=== Instructions for the task ===
Would you work out how many lines below include the word "tree"? Only that number is wanted.

---*---

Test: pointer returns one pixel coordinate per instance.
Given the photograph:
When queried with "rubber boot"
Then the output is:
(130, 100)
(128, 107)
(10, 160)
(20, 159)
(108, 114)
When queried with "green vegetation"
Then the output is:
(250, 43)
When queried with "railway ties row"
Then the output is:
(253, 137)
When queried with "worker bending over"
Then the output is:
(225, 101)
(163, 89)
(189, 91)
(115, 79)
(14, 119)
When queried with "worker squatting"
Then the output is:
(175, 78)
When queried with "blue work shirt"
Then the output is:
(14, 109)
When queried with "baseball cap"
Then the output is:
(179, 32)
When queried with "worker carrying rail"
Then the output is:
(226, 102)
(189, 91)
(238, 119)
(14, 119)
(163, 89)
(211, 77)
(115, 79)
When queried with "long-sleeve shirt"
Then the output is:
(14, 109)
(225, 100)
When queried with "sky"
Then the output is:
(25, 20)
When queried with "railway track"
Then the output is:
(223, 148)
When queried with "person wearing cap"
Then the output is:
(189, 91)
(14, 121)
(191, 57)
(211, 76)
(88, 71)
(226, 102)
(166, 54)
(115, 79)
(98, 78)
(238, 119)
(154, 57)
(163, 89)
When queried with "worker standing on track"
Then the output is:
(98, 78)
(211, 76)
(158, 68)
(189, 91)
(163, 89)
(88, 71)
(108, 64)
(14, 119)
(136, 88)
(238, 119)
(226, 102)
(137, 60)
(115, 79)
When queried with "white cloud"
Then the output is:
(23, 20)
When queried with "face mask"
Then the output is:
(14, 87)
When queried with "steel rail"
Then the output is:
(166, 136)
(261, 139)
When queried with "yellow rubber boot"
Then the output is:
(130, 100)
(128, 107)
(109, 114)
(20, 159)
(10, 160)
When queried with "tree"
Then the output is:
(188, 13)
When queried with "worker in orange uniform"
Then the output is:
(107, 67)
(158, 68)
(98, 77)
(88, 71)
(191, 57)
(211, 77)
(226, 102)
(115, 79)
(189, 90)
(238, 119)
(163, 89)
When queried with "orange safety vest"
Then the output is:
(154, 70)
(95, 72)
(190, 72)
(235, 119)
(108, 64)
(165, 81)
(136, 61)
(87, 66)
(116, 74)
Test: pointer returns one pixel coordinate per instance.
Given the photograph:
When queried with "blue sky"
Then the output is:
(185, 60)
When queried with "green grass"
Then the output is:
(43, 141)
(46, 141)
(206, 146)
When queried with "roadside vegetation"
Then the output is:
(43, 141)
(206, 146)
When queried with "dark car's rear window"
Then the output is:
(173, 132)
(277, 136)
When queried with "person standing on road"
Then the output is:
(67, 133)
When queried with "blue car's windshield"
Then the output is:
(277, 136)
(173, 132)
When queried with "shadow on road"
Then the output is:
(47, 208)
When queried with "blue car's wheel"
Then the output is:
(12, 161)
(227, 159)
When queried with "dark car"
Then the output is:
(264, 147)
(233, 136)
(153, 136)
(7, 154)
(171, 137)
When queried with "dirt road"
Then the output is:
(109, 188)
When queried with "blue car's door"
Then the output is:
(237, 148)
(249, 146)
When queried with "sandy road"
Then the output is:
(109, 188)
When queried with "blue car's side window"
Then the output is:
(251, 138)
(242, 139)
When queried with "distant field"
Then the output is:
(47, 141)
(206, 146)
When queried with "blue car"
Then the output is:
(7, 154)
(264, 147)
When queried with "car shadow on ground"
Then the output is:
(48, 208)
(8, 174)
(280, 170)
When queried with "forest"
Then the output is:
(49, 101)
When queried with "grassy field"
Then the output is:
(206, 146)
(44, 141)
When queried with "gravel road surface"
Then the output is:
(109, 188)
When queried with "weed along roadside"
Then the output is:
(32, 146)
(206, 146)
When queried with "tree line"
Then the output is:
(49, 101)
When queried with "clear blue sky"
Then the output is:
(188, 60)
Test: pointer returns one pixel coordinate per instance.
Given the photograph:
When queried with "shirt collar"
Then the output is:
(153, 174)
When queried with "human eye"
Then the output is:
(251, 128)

---*---

=== Exercise result ===
2